## VORLIEGENDER TEXT
-------

Falsche Behauptung: Kleine Krankenhäuser machen schlechte Medizin
Wahr: Als positives Beispiel für gute Qualität führen auch die Professoren selber die Endoklinik in Hamburg an. Laut der Autoren der Bertelsmann-Studie ist sie aber mit 256 Betten zu klein - ihre Forderung im Gutachten: mindestens 600 Betten. Außerdem verzichtet der private Betreiber Helios auf die akute Medizin - nicht rentabel. Richtig, auch in kleinen, aber spezialisierten Kliniken kann gute Qualität erreicht werden. Leider wird die akute nichtspezialisierte Versorgung aber nicht kostendeckend vergütet!

-------

## EXTRAHIERTE EINTRÄGE
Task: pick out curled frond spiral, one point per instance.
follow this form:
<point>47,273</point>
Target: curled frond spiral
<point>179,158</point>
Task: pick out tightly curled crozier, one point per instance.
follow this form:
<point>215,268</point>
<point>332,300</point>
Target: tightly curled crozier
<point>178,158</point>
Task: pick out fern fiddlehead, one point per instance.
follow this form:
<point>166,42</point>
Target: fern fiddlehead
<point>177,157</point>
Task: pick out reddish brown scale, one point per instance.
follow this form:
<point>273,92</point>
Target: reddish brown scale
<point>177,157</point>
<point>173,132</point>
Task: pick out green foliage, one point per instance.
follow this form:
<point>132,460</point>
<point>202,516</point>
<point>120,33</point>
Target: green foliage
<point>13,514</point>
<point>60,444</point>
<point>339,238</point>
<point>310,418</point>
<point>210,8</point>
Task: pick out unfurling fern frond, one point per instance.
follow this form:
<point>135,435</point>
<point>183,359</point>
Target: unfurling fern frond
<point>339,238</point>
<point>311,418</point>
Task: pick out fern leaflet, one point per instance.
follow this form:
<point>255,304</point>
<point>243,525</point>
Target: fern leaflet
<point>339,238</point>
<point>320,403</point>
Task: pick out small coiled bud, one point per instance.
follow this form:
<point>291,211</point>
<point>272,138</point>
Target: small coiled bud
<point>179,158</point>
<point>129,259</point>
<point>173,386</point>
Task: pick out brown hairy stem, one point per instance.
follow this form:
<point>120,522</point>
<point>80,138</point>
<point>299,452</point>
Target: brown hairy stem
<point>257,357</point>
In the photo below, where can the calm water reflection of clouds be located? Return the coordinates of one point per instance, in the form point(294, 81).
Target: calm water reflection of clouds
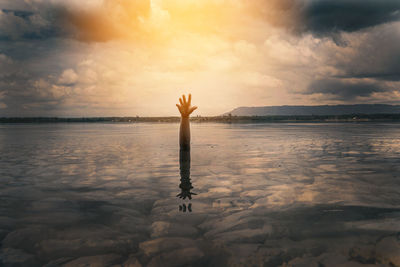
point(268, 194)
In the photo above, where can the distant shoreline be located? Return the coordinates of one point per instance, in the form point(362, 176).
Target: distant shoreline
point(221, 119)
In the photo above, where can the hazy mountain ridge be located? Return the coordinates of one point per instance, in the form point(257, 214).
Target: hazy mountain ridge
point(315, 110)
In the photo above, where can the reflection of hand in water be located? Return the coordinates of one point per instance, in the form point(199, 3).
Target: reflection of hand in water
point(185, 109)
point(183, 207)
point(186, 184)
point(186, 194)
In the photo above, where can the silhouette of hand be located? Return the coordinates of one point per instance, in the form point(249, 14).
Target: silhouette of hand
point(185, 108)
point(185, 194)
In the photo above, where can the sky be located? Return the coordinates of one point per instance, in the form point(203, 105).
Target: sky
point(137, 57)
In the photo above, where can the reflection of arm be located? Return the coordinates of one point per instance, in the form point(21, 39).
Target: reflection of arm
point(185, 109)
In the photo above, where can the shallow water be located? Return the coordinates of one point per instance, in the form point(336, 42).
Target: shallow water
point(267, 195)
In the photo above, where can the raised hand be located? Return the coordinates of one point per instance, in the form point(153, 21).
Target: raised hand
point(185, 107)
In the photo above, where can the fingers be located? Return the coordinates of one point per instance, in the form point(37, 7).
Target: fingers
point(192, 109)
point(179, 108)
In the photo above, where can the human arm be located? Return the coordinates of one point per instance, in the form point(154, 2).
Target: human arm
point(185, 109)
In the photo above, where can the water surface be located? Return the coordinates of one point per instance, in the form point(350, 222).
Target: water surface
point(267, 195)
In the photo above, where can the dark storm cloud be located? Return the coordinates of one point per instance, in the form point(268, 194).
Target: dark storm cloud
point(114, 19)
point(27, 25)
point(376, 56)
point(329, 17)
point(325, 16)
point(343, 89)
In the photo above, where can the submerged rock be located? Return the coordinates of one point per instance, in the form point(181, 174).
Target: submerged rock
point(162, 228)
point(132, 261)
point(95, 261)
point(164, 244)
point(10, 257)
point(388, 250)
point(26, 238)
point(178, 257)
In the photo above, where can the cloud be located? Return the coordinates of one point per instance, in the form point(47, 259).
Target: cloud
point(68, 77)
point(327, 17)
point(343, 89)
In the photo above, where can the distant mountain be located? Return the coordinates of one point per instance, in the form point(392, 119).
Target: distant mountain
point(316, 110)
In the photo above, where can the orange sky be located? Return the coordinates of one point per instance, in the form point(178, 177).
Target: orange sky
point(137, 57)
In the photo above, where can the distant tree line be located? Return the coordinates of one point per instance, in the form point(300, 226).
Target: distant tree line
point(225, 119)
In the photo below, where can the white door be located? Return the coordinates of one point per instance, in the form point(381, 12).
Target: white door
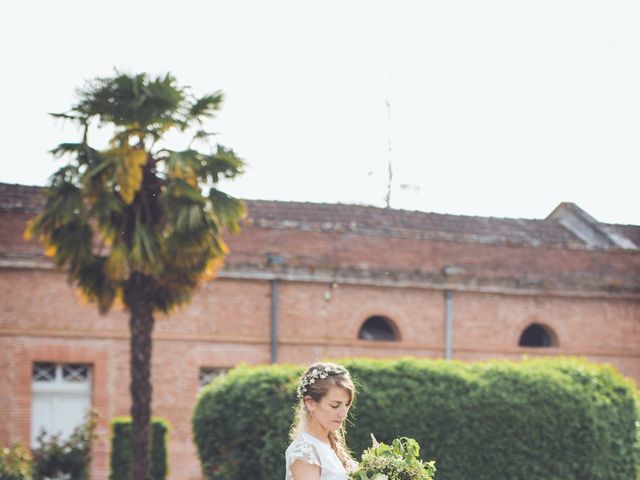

-------

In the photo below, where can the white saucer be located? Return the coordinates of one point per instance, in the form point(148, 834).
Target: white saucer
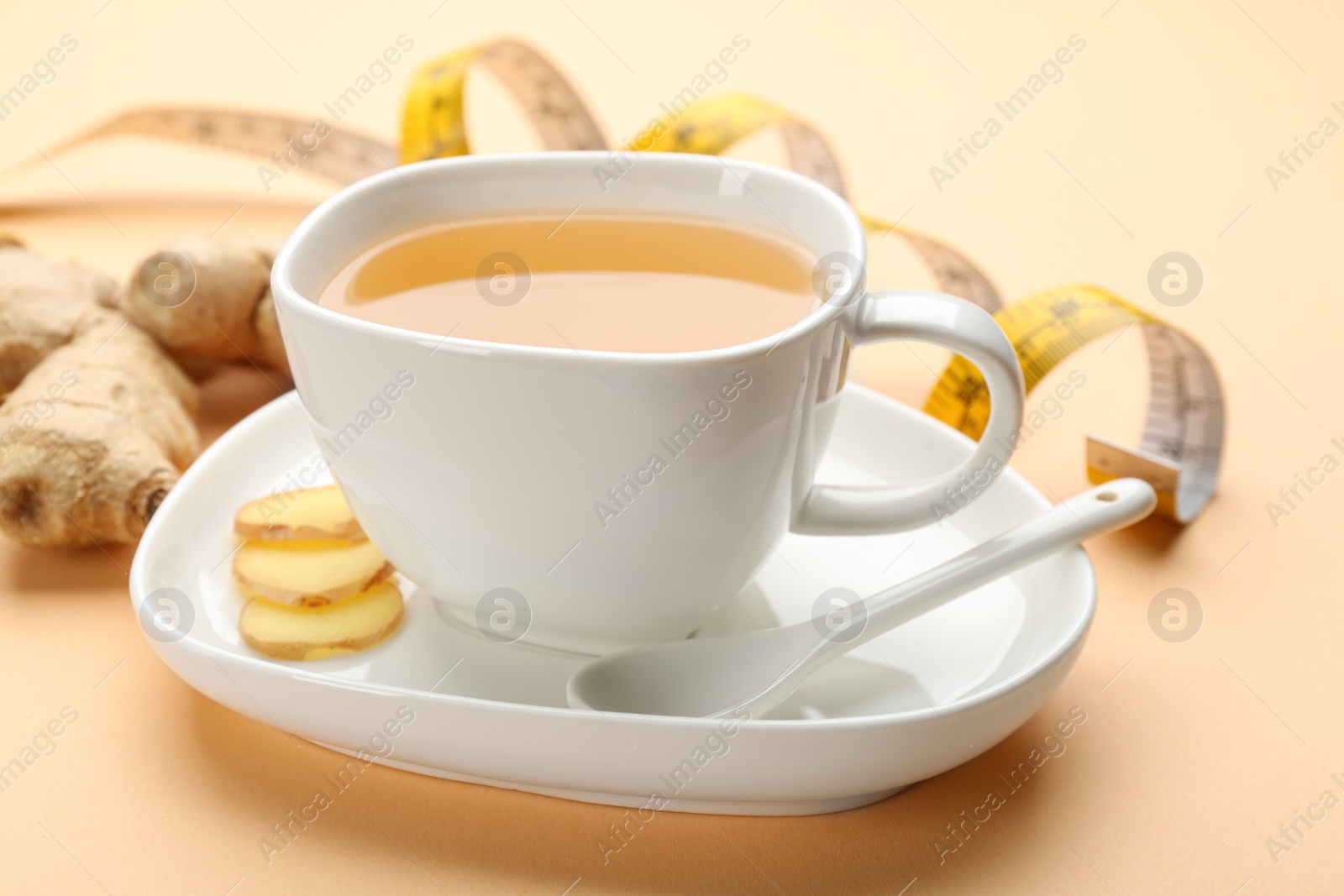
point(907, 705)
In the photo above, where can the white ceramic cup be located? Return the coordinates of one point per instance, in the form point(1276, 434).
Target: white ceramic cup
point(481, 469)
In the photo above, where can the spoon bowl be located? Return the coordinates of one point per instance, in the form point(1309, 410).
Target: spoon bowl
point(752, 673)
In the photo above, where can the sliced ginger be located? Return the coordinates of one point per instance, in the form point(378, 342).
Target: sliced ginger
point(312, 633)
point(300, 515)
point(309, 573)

-------

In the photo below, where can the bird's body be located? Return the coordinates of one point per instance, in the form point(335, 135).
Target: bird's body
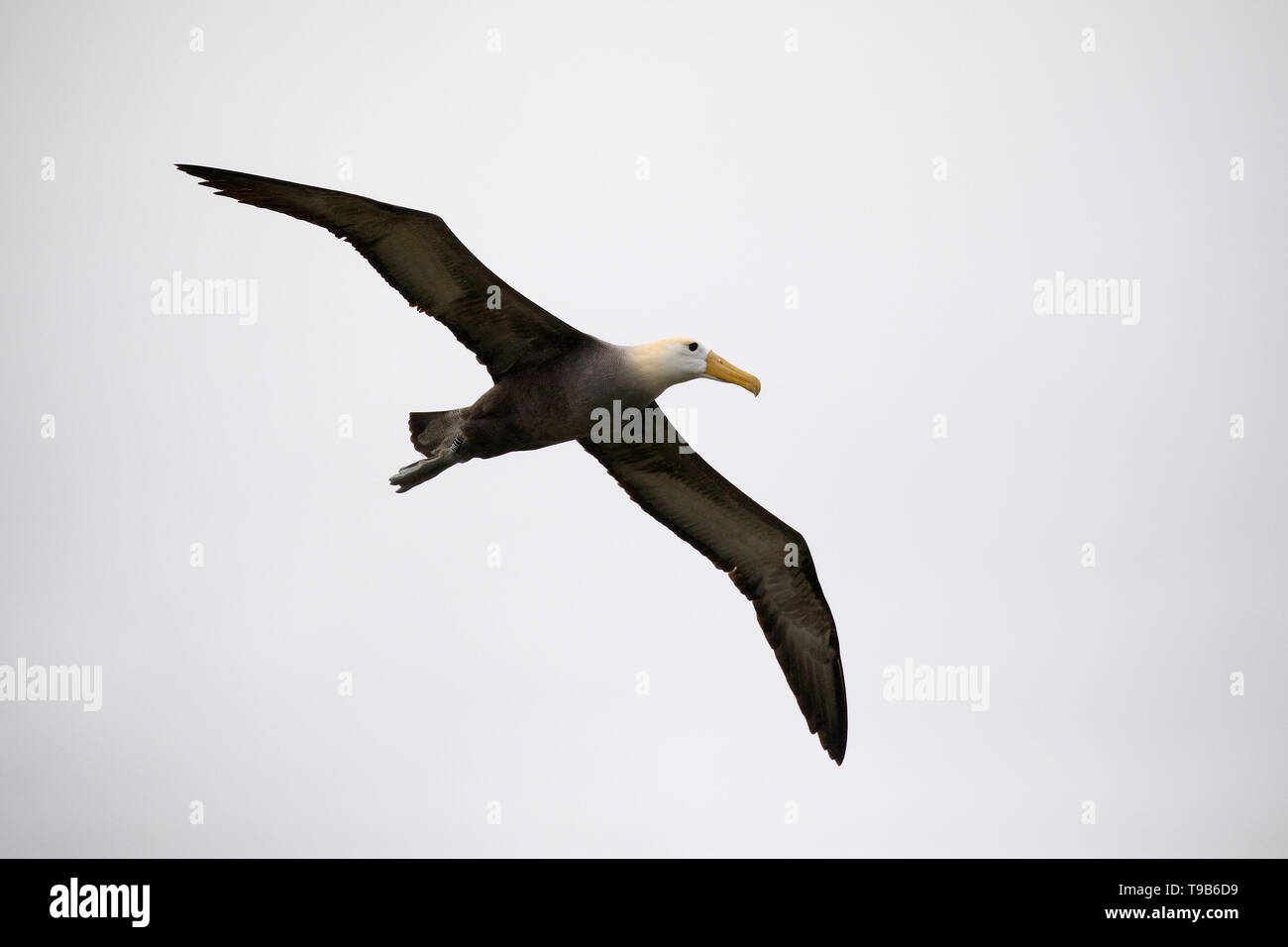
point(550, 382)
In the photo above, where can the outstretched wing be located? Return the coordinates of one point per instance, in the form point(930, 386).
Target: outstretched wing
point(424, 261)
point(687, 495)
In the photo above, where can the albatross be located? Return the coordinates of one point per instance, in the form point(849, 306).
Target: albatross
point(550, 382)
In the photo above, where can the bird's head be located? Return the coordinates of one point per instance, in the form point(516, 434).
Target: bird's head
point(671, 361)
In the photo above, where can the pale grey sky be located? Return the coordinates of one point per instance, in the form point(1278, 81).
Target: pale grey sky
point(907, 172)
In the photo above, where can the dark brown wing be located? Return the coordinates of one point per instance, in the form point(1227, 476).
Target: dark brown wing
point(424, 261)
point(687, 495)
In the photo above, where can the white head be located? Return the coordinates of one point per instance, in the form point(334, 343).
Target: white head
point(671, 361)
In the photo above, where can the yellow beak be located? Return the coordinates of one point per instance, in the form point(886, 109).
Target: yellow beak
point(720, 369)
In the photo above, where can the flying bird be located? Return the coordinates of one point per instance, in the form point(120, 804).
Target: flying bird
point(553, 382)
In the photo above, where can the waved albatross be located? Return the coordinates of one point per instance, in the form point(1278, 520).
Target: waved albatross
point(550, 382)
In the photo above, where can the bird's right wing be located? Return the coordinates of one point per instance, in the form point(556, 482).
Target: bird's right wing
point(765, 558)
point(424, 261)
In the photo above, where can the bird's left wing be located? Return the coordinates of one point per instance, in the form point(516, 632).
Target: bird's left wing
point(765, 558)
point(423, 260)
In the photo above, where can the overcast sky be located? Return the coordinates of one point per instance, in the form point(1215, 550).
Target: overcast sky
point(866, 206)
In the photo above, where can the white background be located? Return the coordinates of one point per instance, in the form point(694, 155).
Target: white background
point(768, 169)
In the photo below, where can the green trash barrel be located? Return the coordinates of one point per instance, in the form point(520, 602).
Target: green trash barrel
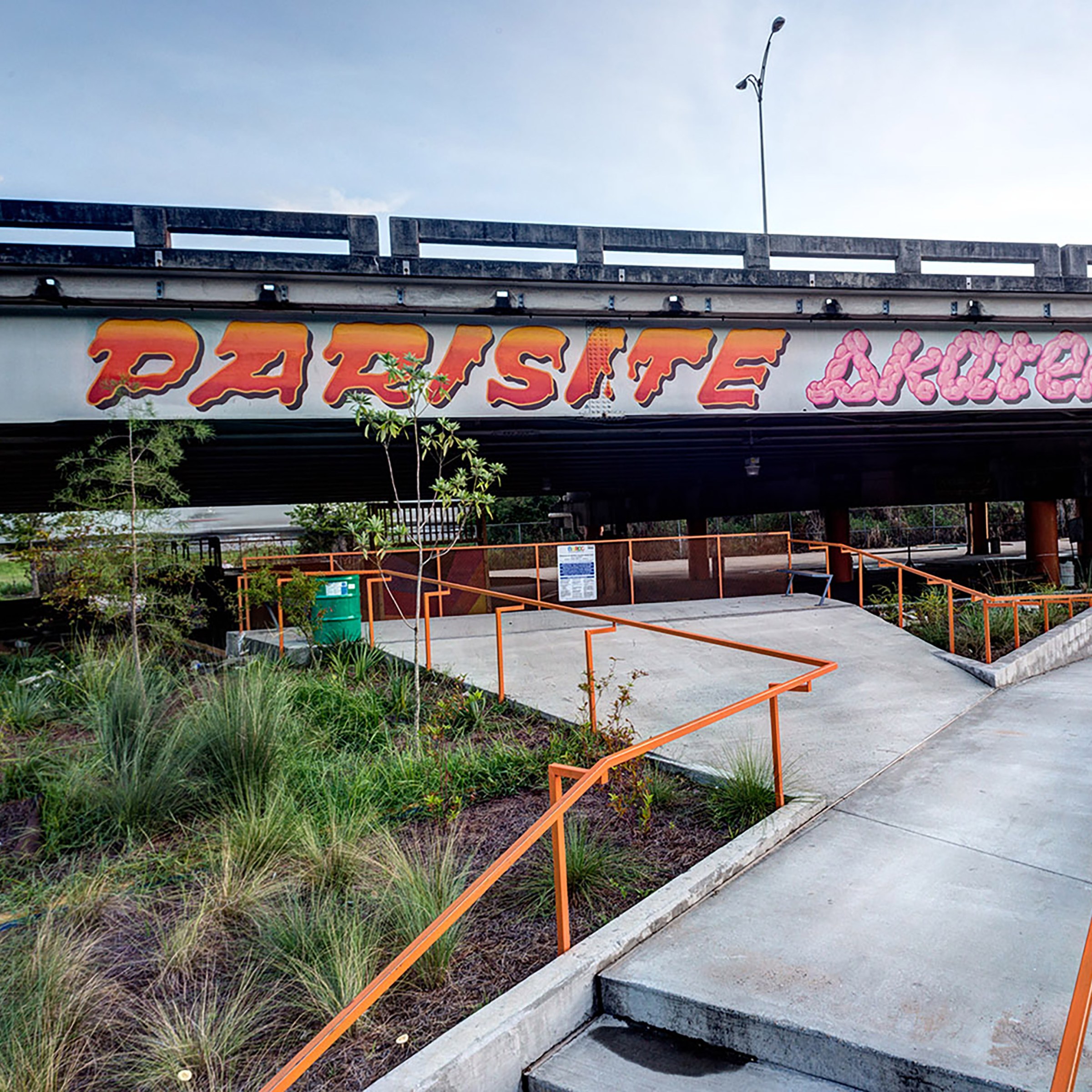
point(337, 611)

-------

## ARBEITSAUFTRAG
Bitte entnehmen Sie dem Text über kleine Krankenhäuser wortgetreu den Abschnitt von „Falsche Behauptung: Kleine“ bis einschließlich „nicht kostendeckend vergütet!“.

## LÖSUNG
Falsche Behauptung: Kleine Krankenhäuser machen schlechte Medizin
Wahr: Als positives Beispiel für gute Qualität führen auch die Professoren selber die Endoklinik in Hamburg an. Laut der Autoren der Bertelsmann-Studie ist sie aber mit 256 Betten zu klein - ihre Forderung im Gutachten: mindestens 600 Betten. Außerdem verzichtet der private Betreiber Helios auf die akute Medizin - nicht rentabel. Richtig, auch in kleinen, aber spezialisierten Kliniken kann gute Qualität erreicht werden. Leider wird die akute nichtspezialisierte Versorgung aber nicht kostendeckend vergütet!